■ **DOCUMENT TEXT**:
LINCOLN — State Sen. Ernie Chambers of Omaha took his first shot Wednesday at repealing Nebraska's mountain lion hunting season.
During testimony at a hearing on his Legislative Bill 671, Chambers said he was not persuaded by arguments from those who support cougar hunting.
“I will do all I can to prevent the extermination of any species in this state, especially when it's a predator at the top of the chain,'' he said.
Chambers offered a concession to opponents of his bill. He said he won't seek to repeal current legal authority that allows farmers and ranchers to shoot a mountain lion if it is a threat to livestock or for anyone to defend himself or herself against a cougar.
He said he never intended to disarm Nebraskans. Chambers said that he wanted to make people aware they could defend themselves and that a hunting season is not needed.
Nine other speakers called for an end to the cat hunts. At least 16 letters from Nebraskans and others supported Chambers' bill.
Opponents included the Nebraska Big Game Society, Nebraska Sportsmen's Foundation, the Nebraska division of the Izaak Walton League and three landowners in the Pine Ridge of northwest Nebraska.

■ **WORK TO COMPLETE**:
**A)** For each statement below, say whether it agrees with the article on the mountain lion hunting bill. Answer yes or no, and quote the words of the article that decide it. (i) Chambers said he would seek to repeal the legal authority that lets farmers and ranchers shoot a mountain lion threatening livestock. (ii) Nine other speakers called for an end to the cat hunts. (iii) The Nebraska Big Game Society supported Chambers' bill.
**B)** Reproduce word for word the stretch of the mountain lion article from "During testimony at" through "supported Chambers' bill.".

■ **RAW DATA**:

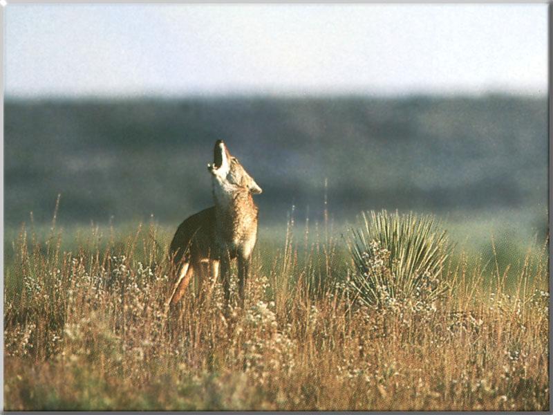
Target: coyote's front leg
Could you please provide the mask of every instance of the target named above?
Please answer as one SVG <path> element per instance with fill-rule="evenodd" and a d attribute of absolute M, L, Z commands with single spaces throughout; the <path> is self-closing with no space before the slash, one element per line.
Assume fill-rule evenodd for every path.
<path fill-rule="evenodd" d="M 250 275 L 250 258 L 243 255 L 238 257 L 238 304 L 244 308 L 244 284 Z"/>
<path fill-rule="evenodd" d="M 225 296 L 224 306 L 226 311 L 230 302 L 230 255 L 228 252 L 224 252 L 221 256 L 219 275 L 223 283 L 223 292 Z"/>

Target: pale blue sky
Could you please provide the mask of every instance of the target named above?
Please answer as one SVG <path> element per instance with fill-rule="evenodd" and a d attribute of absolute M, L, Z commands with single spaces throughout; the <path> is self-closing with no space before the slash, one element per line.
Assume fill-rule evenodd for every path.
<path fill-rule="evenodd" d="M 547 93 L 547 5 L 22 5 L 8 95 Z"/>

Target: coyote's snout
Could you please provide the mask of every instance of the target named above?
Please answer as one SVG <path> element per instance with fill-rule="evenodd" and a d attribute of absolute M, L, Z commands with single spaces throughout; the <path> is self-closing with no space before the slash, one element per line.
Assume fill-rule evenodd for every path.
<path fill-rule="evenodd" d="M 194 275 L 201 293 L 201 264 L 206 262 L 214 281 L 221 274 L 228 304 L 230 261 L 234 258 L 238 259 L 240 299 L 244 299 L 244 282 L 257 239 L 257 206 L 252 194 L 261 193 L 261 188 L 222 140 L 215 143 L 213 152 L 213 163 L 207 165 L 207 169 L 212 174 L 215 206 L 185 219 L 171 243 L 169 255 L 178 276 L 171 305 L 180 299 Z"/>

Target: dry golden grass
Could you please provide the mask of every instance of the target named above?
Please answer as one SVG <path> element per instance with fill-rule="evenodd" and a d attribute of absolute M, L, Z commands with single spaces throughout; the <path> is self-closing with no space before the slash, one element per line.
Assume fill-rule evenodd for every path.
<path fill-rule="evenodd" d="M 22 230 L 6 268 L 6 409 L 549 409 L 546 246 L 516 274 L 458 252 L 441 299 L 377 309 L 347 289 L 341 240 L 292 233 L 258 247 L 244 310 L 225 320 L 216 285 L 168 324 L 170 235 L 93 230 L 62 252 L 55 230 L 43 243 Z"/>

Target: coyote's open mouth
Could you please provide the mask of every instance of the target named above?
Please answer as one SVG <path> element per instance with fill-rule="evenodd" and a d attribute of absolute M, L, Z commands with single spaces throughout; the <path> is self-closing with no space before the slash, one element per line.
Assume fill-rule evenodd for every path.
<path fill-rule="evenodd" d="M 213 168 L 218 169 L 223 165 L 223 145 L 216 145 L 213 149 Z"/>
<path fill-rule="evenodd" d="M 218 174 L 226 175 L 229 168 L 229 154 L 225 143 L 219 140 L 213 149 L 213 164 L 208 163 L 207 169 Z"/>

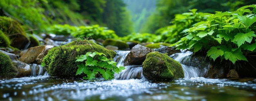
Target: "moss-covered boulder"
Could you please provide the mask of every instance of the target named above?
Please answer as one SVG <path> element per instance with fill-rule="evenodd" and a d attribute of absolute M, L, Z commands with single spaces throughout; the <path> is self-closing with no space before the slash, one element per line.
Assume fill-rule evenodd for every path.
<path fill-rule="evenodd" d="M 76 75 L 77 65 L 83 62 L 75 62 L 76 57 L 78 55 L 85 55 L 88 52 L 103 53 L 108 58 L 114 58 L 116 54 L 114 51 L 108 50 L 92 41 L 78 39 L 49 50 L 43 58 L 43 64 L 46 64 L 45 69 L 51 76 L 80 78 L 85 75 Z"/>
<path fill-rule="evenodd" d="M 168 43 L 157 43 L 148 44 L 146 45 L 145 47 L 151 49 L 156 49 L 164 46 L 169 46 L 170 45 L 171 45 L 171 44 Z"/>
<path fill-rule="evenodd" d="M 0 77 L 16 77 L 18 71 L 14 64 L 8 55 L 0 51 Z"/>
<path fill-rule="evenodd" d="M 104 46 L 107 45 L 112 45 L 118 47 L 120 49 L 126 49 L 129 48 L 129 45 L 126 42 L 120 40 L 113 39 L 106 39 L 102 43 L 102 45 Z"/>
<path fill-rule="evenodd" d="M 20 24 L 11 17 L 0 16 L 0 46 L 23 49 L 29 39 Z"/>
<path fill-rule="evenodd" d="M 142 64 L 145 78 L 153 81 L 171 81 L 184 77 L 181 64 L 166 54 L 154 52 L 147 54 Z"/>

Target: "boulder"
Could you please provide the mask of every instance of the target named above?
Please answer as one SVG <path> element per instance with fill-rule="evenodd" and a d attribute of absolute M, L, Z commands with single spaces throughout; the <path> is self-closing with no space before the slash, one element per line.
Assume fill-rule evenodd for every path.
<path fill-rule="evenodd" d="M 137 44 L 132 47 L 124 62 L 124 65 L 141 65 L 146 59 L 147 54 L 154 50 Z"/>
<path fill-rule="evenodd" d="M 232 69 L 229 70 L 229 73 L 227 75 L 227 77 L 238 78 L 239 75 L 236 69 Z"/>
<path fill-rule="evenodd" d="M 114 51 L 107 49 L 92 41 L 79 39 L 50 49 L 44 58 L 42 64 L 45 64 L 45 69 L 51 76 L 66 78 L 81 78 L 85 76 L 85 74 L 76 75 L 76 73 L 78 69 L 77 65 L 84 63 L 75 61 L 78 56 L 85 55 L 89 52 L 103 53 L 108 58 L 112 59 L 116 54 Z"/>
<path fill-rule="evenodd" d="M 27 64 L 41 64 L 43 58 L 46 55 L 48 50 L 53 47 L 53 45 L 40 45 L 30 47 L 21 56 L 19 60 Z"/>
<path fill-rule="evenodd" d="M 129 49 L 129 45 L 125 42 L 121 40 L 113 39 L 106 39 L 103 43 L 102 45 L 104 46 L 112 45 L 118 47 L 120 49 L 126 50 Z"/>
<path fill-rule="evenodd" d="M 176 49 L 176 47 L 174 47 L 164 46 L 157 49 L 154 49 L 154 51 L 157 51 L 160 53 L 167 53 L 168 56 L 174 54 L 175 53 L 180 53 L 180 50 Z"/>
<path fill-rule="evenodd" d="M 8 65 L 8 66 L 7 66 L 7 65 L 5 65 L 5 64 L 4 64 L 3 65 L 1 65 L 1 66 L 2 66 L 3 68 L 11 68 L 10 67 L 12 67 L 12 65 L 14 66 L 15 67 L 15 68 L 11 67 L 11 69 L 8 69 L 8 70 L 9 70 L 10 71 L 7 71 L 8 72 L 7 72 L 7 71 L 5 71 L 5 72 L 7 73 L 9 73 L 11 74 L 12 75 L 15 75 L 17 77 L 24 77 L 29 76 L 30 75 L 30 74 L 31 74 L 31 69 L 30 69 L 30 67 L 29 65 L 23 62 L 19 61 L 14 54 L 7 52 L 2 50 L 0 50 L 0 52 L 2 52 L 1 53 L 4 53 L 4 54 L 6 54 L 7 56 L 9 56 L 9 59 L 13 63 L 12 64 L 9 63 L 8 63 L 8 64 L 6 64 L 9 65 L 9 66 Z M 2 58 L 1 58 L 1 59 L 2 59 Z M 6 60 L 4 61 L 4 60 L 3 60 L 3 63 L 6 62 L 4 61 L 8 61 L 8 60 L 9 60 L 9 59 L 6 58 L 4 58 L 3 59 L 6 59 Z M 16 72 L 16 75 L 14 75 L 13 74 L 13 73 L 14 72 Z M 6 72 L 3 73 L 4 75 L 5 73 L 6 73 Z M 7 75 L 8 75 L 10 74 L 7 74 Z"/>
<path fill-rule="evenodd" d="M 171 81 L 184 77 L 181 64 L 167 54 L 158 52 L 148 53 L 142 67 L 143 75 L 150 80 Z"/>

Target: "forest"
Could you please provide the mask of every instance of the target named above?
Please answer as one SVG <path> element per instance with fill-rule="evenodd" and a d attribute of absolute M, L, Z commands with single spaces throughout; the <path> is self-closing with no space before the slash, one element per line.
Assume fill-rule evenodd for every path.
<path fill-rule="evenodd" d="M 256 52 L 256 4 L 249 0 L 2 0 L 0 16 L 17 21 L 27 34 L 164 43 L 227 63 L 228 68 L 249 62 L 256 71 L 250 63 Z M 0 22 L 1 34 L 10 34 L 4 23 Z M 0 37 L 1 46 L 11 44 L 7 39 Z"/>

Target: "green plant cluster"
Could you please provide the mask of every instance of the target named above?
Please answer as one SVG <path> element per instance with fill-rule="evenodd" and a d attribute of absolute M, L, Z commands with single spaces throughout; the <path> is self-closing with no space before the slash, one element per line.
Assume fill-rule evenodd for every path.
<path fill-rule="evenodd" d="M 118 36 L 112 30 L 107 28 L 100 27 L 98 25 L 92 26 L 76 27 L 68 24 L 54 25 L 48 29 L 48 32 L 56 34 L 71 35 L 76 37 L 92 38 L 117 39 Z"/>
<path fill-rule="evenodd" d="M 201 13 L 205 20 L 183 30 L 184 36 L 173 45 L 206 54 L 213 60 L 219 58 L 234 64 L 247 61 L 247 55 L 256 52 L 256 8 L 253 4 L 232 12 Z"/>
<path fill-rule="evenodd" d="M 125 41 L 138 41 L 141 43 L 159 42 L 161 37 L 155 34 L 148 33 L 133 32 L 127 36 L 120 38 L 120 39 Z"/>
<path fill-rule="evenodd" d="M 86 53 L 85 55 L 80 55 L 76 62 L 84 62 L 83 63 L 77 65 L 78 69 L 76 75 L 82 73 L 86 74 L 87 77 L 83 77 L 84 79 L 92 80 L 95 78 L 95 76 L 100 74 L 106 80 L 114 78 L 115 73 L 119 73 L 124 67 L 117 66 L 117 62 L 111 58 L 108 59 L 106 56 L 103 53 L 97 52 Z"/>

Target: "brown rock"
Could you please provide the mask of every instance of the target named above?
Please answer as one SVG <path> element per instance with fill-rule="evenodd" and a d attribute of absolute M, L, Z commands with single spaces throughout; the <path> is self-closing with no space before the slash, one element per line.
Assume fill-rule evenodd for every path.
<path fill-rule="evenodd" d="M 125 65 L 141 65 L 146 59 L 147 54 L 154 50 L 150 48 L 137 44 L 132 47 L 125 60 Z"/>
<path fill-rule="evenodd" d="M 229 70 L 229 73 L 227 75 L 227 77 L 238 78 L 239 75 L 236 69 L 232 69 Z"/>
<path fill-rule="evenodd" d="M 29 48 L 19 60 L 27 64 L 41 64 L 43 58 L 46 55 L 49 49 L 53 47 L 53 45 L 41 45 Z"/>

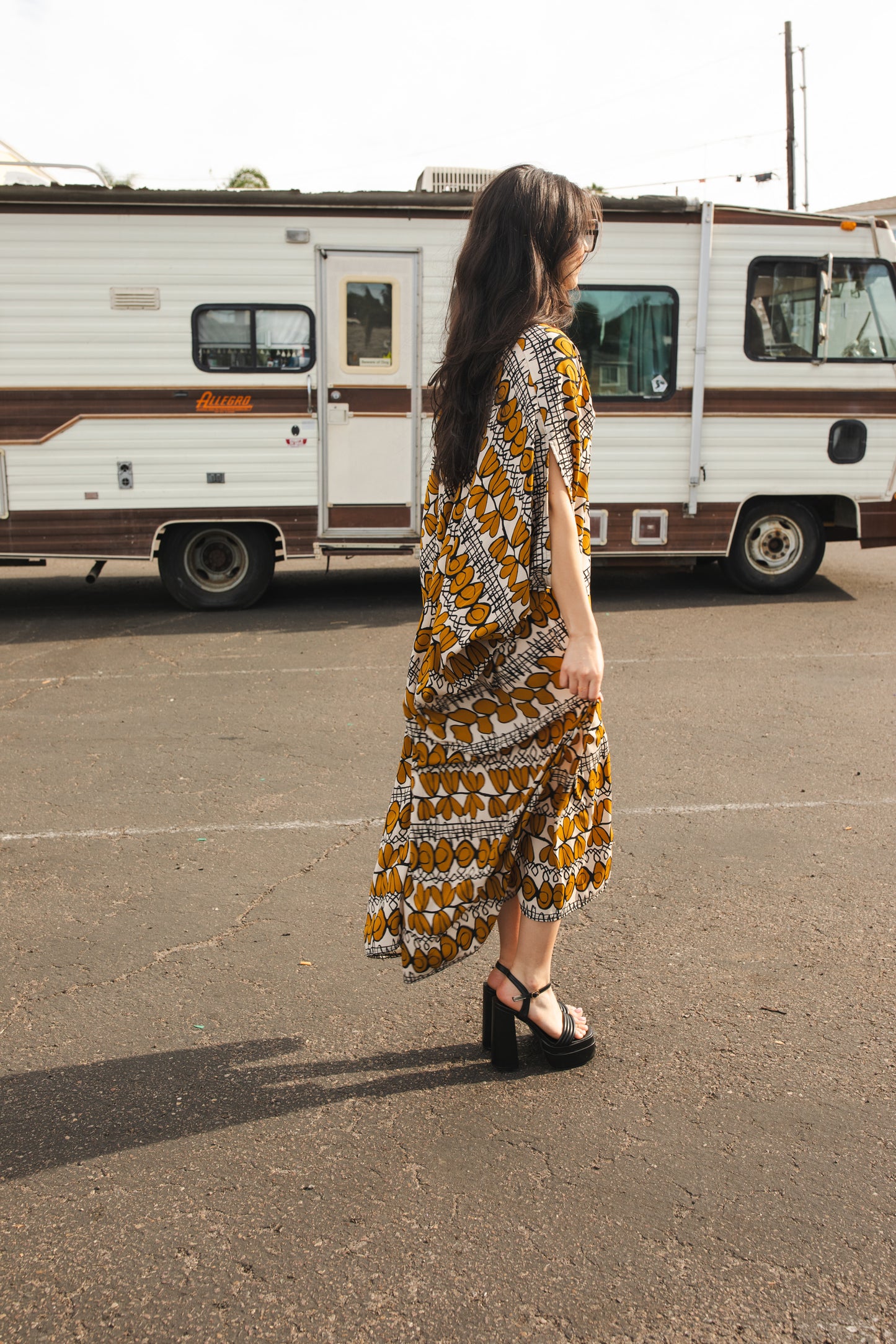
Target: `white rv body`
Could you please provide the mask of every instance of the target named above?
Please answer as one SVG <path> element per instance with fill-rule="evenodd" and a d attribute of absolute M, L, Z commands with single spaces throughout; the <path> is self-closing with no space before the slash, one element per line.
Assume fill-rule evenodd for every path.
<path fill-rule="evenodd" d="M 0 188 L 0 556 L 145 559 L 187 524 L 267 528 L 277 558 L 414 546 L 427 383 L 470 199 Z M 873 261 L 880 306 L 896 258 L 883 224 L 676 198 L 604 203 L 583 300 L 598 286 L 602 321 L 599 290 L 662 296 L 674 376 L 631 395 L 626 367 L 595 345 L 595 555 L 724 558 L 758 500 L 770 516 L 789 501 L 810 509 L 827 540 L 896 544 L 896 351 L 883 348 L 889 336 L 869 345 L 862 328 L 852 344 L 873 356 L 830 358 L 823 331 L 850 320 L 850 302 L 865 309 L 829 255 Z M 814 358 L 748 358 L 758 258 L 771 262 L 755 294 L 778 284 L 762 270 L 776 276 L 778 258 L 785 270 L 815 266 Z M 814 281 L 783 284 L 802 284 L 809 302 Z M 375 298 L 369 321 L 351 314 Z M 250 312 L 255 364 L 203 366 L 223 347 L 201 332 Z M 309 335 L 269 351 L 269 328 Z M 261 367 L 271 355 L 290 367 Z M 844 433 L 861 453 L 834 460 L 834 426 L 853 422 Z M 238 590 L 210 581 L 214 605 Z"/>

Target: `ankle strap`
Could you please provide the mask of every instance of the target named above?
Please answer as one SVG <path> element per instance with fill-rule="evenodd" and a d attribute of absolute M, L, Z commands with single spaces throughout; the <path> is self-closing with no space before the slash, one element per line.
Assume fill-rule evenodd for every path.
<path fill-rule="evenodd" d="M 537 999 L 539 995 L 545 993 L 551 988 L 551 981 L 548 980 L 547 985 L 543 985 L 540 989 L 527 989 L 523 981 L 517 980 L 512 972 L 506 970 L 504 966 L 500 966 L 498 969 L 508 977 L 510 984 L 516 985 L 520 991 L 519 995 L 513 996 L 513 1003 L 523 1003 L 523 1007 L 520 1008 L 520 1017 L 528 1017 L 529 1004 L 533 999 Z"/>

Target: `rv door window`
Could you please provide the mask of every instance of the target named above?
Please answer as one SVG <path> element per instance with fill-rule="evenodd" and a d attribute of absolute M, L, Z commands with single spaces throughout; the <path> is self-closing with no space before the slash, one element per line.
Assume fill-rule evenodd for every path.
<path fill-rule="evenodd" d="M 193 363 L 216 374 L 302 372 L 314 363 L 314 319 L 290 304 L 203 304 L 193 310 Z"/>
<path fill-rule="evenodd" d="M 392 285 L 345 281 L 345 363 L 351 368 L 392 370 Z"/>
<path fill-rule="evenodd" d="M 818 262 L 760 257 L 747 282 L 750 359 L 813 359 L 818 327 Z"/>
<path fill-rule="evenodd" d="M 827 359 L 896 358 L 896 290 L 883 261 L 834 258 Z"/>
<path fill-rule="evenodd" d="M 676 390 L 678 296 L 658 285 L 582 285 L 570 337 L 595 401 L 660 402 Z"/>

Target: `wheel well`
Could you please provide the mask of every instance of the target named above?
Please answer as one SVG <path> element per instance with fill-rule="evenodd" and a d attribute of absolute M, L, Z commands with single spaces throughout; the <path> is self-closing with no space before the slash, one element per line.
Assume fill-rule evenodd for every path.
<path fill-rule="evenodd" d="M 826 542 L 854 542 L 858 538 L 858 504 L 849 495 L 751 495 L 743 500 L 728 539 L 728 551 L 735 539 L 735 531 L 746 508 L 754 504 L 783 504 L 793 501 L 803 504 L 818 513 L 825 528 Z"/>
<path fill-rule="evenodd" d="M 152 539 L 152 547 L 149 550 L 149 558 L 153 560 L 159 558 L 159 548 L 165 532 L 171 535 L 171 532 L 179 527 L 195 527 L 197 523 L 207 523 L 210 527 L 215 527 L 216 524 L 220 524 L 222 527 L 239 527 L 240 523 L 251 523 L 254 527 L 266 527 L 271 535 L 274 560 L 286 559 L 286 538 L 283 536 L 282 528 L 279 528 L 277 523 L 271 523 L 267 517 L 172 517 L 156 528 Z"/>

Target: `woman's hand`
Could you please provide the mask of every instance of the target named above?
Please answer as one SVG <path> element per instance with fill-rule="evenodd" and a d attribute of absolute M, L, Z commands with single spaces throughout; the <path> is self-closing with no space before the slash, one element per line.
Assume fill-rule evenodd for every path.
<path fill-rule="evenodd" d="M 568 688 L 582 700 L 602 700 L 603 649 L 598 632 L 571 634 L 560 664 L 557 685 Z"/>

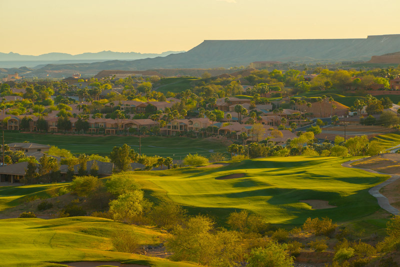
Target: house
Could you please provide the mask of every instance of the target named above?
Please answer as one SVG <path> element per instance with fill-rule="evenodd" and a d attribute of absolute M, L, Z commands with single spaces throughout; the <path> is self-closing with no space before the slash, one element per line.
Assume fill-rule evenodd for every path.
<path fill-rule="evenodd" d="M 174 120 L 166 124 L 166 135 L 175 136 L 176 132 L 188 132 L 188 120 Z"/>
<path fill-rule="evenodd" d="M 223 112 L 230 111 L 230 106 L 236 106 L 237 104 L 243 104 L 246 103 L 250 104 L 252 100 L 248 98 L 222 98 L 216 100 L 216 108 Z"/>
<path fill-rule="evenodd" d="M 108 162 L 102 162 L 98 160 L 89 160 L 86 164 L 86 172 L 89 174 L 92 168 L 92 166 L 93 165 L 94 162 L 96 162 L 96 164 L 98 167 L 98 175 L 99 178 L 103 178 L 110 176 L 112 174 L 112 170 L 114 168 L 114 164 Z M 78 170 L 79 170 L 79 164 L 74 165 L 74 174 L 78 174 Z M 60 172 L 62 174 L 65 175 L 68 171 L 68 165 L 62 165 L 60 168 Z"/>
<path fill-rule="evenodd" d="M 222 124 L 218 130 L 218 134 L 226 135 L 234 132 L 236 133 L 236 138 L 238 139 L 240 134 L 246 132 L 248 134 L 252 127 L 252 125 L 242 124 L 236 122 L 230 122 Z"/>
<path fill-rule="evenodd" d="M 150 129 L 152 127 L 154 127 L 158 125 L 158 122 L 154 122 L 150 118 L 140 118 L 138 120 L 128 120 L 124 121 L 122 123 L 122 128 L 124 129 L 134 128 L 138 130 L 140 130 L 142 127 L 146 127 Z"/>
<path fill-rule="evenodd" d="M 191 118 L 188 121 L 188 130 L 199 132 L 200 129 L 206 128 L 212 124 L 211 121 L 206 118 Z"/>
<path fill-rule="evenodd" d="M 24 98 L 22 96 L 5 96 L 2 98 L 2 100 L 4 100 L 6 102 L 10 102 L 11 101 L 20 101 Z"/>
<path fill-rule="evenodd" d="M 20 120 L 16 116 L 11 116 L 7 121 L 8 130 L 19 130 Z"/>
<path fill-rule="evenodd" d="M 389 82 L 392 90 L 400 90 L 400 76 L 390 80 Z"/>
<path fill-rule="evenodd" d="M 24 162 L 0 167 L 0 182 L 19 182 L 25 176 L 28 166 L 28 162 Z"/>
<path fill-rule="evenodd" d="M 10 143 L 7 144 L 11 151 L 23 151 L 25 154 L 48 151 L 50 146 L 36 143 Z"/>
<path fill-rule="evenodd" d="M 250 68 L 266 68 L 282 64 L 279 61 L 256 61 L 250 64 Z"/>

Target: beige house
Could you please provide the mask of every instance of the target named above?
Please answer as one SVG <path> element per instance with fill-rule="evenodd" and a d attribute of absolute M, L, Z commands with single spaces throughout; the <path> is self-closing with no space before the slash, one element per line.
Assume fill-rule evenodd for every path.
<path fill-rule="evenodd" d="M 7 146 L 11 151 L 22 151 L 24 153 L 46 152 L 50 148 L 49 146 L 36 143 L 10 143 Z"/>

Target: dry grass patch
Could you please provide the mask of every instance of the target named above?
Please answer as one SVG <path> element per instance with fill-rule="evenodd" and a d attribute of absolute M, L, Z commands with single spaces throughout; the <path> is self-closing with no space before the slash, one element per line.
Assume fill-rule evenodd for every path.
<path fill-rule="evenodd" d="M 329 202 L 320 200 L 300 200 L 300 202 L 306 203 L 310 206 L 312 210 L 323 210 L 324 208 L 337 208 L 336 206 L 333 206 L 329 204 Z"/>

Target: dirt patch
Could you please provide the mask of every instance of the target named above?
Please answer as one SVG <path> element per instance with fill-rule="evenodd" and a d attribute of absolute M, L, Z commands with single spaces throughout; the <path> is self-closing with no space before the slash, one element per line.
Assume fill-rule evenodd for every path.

■ **LIST OF SOLUTIONS**:
**A)**
(i) No: "He said he won't seek to repeal current legal authority that allows farmers and ranchers to shoot a mountain lion if it is a threat to livestock"
(ii) Yes: "Nine other speakers called for an end to the cat hunts."
(iii) No: "Opponents included the Nebraska Big Game Society"

**B)**
During testimony at a hearing on his Legislative Bill 671, Chambers said he was not persuaded by arguments from those who support cougar hunting.
“I will do all I can to prevent the extermination of any species in this state, especially when it's a predator at the top of the chain,'' he said.
Chambers offered a concession to opponents of his bill. He said he won't seek to repeal current legal authority that allows farmers and ranchers to shoot a mountain lion if it is a threat to livestock or for anyone to defend himself or herself against a cougar.
He said he never intended to disarm Nebraskans. Chambers said that he wanted to make people aware they could defend themselves and that a hunting season is not needed.
Nine other speakers called for an end to the cat hunts. At least 16 letters from Nebraskans and others supported Chambers' bill.